▶ **RECORDED DATA**
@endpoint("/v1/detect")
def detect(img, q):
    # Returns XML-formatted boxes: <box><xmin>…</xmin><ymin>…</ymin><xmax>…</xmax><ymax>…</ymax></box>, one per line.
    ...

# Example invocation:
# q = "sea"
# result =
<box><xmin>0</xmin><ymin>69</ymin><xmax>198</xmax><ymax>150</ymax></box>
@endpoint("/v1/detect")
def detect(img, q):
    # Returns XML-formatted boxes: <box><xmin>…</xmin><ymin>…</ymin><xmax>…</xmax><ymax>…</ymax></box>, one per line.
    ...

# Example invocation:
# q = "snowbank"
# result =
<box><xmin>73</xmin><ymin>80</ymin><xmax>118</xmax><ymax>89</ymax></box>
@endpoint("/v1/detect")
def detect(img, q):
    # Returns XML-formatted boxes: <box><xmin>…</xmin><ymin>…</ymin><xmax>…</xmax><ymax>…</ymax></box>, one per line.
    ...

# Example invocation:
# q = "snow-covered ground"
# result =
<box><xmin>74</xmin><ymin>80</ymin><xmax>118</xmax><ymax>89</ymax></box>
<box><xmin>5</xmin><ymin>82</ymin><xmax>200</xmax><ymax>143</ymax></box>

▶ **ASSIGNMENT**
Each record needs to be copied out again, letter for letter.

▶ **RESULT OF THE EXERCISE**
@endpoint("/v1/detect")
def detect(img, q):
    # Returns XML-formatted boxes: <box><xmin>…</xmin><ymin>…</ymin><xmax>…</xmax><ymax>…</ymax></box>, one per line.
    ...

# Example invocation:
# q = "sea"
# result =
<box><xmin>0</xmin><ymin>69</ymin><xmax>198</xmax><ymax>150</ymax></box>
@endpoint("/v1/detect")
def detect(img, q):
    # Returns XML-formatted boxes: <box><xmin>…</xmin><ymin>…</ymin><xmax>…</xmax><ymax>…</ymax></box>, one per line.
    ...

# Example invocation:
# q = "snowbank"
# result =
<box><xmin>73</xmin><ymin>80</ymin><xmax>118</xmax><ymax>89</ymax></box>
@endpoint("/v1/detect")
def detect(img, q):
    # Returns XML-formatted boxes: <box><xmin>…</xmin><ymin>…</ymin><xmax>…</xmax><ymax>…</ymax></box>, one per line.
    ...

# Example invocation:
# q = "snow-covered ground"
# result =
<box><xmin>74</xmin><ymin>80</ymin><xmax>118</xmax><ymax>89</ymax></box>
<box><xmin>5</xmin><ymin>82</ymin><xmax>200</xmax><ymax>143</ymax></box>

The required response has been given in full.